◆ Problem details: A faithful, complete copy of the records is required.

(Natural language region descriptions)
[Start of Attachment]

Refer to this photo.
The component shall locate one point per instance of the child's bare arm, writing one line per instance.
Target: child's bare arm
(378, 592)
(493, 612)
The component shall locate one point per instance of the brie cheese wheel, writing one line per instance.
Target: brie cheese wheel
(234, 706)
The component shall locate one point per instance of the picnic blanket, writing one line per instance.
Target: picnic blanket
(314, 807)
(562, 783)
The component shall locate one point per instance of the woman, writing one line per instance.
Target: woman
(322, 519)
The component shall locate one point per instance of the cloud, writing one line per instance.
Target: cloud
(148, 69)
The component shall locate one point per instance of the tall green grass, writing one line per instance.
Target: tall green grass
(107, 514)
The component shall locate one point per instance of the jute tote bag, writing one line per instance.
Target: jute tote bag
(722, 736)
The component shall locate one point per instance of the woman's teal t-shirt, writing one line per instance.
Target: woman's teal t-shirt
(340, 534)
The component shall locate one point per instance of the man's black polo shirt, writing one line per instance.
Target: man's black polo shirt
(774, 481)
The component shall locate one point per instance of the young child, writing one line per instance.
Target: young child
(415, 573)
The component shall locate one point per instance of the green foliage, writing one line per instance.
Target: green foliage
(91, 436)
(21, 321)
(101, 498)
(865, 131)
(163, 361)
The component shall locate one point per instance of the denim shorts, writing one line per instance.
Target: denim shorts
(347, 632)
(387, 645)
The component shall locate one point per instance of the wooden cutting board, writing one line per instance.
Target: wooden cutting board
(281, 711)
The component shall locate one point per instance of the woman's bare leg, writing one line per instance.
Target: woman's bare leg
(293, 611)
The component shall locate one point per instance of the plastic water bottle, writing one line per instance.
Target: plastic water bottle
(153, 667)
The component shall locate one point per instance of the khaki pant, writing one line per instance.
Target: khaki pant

[End of Attachment]

◆ Result for this exercise:
Refer to this photo.
The component shall locate one point per instance of the child's bare arm, writing one line per instance.
Target: child's bare arm
(378, 592)
(493, 612)
The component shall locate one point per instance of the brie cheese wheel, writing one line per instance.
Target: brie cheese wheel
(234, 706)
The component shall locate one point per instance of the picnic blanket, writing one line per instance.
Target: picnic blanket
(314, 807)
(562, 783)
The component shall locate one point per instance of the woman, writing one line per instance.
Target: woman
(322, 519)
The component shall locate one point per instance of the cloud, writing one line per instance.
Target: cloud
(148, 69)
The component shall locate one point per instance of the tall green grass, writing one line per instance.
Target: tall green grass
(107, 514)
The component shall locate one point per instance of the jute tote bag, writing one line per instance.
Target: jute tote bag
(722, 736)
The component shall locate one point per instance of the woman's teal t-shirt, writing one line per instance.
Target: woman's teal t-shirt
(340, 534)
The component shall locate one point per instance of the man's black polo shirt, writing one line per instance.
Target: man's black polo shirt
(774, 481)
The component shall locate one point per instance of the young child, writing one line per instance.
Target: young child
(415, 573)
The component shall locate one point per instance of the green foliage, writing one line per instance.
Target: green foliage
(91, 436)
(21, 321)
(101, 498)
(865, 131)
(163, 361)
The component shall locate one point per instance of the denim shorts, writing one line per instance.
Target: denim shorts
(347, 632)
(387, 645)
The component shall locate one point per instance of the wooden cutting board, writing one line per instance.
Target: wooden cutting board
(281, 711)
The component shall locate one point per instance of the woman's bare leg, writing one line per instance.
Target: woman's bare leg
(293, 611)
The component shall locate one point per instance of the plastic water bottle, writing one line per instance.
Target: plastic water bottle
(153, 667)
The component shall locate one point per instance of the khaki pant, writing one line per instance.
Target: khaki pant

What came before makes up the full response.